(Records from a collection)
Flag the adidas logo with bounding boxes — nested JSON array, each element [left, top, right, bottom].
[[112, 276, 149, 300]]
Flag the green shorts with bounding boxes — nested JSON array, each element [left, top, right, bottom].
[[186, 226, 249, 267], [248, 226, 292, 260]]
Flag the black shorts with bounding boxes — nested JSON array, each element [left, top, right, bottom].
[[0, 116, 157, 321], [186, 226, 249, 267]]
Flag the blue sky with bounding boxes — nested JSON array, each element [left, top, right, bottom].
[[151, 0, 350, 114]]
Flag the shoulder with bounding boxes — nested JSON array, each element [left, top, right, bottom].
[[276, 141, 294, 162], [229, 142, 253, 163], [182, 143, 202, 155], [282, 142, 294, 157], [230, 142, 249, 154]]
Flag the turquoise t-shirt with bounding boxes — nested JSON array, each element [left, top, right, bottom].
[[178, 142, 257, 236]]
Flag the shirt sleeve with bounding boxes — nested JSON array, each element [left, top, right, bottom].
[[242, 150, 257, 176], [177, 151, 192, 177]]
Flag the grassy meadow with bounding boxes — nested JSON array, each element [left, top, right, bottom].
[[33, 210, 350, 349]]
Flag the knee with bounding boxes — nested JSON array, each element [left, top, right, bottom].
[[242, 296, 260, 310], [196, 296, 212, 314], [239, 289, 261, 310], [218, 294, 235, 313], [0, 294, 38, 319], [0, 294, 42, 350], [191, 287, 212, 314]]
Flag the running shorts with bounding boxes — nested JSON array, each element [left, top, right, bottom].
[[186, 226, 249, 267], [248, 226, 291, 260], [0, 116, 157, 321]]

▶ [REQUIRED ACTION] Every record, start to finish: reproduce it word for word.

▶ [FINISHED EXERCISE]
Flag the adidas logo with bounding boxes — nested JSON array, each element [left, top, right, bottom].
[[112, 276, 149, 300]]
Flag the green shorts with bounding boxes — nested JSON array, each element [left, top, right, bottom].
[[186, 226, 249, 267], [248, 226, 292, 260]]
Flag the black shorts with bounding boxes — nested JSON array, each element [left, top, right, bottom].
[[0, 116, 157, 321], [186, 226, 249, 267]]
Flag the blue sky with bounding boxes — nested JSON array, each element [left, top, right, bottom].
[[151, 0, 350, 114]]
Flag the shoulder with bounding boxes — nested JSON array, each element [left, top, right, bottom].
[[276, 141, 294, 162], [229, 142, 253, 163], [182, 143, 202, 155], [282, 142, 294, 157], [230, 142, 249, 154]]
Flag the turquoise t-shirt with bounding boxes — nested JSON array, each element [left, top, right, bottom].
[[178, 142, 257, 236]]
Flag the shirt sleeve with bounding boxes — nested JSON array, each element [left, top, right, bottom].
[[242, 150, 257, 176], [177, 151, 192, 177]]
Flag the grassy meadow with bounding boxes — nested JSON array, each element [left, top, right, bottom].
[[33, 210, 350, 349]]
Flag the knee with bounding boxes — nested JSON array, each element [left, top, right, bottom].
[[242, 296, 260, 310], [196, 296, 212, 314], [239, 289, 261, 310], [218, 294, 235, 313], [0, 294, 38, 319], [0, 294, 42, 350], [191, 287, 212, 314]]
Flag the running shorts with bounding boxes — nested JSON array, each element [left, top, right, bottom].
[[186, 226, 249, 267], [248, 226, 291, 260], [0, 116, 157, 321]]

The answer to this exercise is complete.